Beginning with the line where "54L161 59L133 84L126" occurs, set down each line of the records through the final one, exactly and without additions.

┄┄┄┄┄┄┄┄┄┄┄┄┄┄┄┄┄┄┄┄

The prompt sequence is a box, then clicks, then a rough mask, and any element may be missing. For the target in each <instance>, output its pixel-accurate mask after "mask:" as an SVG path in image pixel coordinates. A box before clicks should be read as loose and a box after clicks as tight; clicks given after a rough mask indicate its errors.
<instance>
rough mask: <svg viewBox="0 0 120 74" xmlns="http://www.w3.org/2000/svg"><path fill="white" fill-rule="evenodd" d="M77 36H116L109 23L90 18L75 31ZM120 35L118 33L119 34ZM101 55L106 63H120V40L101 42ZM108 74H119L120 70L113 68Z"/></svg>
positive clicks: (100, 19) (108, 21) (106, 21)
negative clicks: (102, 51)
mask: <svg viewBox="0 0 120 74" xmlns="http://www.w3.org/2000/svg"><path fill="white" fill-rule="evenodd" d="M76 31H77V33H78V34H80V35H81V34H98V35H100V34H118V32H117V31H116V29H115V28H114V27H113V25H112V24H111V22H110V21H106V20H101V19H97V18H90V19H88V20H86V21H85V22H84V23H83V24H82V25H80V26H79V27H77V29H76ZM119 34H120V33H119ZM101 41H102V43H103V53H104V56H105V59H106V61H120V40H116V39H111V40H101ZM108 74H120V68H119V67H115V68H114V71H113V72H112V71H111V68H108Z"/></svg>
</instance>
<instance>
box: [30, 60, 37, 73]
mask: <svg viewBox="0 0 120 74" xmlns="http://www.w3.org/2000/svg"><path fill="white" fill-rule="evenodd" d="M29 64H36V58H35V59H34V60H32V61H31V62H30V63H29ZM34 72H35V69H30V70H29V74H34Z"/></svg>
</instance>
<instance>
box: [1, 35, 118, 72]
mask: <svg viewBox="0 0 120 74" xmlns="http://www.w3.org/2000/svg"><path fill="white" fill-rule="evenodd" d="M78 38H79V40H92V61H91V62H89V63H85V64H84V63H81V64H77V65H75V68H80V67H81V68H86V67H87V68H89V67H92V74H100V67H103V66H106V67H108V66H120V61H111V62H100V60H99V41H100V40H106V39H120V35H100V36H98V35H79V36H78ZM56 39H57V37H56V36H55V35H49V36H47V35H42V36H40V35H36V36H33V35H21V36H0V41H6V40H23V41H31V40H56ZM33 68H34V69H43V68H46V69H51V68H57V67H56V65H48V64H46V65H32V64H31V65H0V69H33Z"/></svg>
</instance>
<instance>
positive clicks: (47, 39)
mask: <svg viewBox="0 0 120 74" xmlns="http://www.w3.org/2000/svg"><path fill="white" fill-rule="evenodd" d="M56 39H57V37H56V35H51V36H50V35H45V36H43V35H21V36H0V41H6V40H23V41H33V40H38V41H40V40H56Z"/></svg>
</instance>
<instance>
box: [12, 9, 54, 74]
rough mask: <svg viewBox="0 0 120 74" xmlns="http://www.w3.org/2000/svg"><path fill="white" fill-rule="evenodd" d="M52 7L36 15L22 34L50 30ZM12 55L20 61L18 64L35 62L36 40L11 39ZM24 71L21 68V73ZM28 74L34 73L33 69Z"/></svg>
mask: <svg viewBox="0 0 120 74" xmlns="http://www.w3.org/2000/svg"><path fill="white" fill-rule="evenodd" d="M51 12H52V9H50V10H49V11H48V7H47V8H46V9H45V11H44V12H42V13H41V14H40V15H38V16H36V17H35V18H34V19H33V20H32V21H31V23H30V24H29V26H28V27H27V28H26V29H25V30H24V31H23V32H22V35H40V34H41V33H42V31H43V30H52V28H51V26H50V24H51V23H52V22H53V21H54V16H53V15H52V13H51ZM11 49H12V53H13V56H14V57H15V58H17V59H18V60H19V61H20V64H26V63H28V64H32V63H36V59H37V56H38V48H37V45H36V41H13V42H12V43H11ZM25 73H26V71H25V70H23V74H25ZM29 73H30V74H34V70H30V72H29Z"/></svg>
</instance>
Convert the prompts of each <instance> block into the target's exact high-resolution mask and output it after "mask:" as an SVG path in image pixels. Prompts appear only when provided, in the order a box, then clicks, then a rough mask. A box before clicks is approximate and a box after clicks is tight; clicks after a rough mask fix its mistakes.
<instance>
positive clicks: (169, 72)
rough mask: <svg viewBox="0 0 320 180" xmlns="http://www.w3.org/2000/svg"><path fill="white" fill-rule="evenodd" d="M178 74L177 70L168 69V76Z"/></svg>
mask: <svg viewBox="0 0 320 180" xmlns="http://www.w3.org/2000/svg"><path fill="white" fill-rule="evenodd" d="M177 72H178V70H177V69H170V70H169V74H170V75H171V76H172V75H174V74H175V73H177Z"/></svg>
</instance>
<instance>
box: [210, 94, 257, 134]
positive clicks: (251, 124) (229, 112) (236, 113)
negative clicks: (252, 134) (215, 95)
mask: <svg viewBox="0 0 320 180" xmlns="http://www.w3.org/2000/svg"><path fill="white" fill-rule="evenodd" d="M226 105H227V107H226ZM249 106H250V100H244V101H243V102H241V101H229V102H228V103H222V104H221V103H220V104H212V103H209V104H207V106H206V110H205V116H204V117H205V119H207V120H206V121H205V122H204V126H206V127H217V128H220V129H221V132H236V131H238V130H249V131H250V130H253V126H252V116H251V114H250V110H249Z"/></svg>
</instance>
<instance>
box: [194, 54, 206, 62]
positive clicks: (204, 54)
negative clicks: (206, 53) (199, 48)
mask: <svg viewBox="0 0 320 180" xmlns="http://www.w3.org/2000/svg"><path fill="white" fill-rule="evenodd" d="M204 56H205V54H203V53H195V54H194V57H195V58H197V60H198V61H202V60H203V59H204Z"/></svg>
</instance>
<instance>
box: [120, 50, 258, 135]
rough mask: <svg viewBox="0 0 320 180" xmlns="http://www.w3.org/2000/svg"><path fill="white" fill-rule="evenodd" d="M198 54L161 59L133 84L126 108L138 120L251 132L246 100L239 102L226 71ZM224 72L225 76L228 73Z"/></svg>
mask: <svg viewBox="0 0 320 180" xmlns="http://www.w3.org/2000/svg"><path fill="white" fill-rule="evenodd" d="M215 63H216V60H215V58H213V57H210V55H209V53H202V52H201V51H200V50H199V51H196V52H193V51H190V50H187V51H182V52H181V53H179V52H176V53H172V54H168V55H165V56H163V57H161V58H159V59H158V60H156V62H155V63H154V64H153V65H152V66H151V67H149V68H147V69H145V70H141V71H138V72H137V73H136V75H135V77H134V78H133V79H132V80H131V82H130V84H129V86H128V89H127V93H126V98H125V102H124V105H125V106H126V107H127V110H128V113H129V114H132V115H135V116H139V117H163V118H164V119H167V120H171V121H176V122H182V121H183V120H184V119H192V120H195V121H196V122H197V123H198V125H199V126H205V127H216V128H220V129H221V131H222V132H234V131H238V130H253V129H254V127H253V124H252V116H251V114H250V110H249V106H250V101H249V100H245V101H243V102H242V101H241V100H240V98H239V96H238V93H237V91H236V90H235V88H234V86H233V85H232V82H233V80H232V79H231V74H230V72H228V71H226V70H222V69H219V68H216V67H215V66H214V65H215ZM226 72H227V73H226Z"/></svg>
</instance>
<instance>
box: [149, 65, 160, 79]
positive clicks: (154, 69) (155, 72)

┄┄┄┄┄┄┄┄┄┄┄┄┄┄┄┄┄┄┄┄

→ Answer below:
rough mask: <svg viewBox="0 0 320 180" xmlns="http://www.w3.org/2000/svg"><path fill="white" fill-rule="evenodd" d="M198 54L161 59L133 84L126 108L138 120L251 132L246 100L239 102L226 71ZM224 72L225 76L228 73Z"/></svg>
mask: <svg viewBox="0 0 320 180" xmlns="http://www.w3.org/2000/svg"><path fill="white" fill-rule="evenodd" d="M215 63H216V60H215V58H213V57H210V55H209V53H202V52H201V51H200V50H199V51H196V52H193V51H190V50H187V51H182V52H181V53H179V52H176V53H172V54H168V55H165V56H163V57H161V58H159V59H158V60H156V62H155V63H154V64H153V65H152V66H151V67H149V68H147V69H145V70H141V71H138V72H137V73H136V75H135V77H134V78H133V79H132V80H131V82H130V84H129V86H128V89H127V93H126V98H125V102H124V105H125V106H126V107H127V110H128V113H129V114H132V115H135V116H139V117H163V118H164V119H167V120H171V121H176V122H182V121H183V120H184V119H192V120H195V121H196V122H197V123H198V125H199V126H205V127H216V128H220V129H221V131H222V132H234V131H238V130H253V129H254V127H253V124H252V116H251V114H250V110H249V106H250V101H249V100H245V101H243V102H242V101H241V100H240V98H239V96H238V93H237V91H236V90H235V88H234V86H233V85H232V82H233V80H232V79H231V74H230V72H228V71H226V70H222V69H219V68H216V67H215V66H214V65H215ZM226 72H227V73H226Z"/></svg>
</instance>
<instance>
box: [149, 65, 160, 79]
positive clicks: (154, 69) (155, 72)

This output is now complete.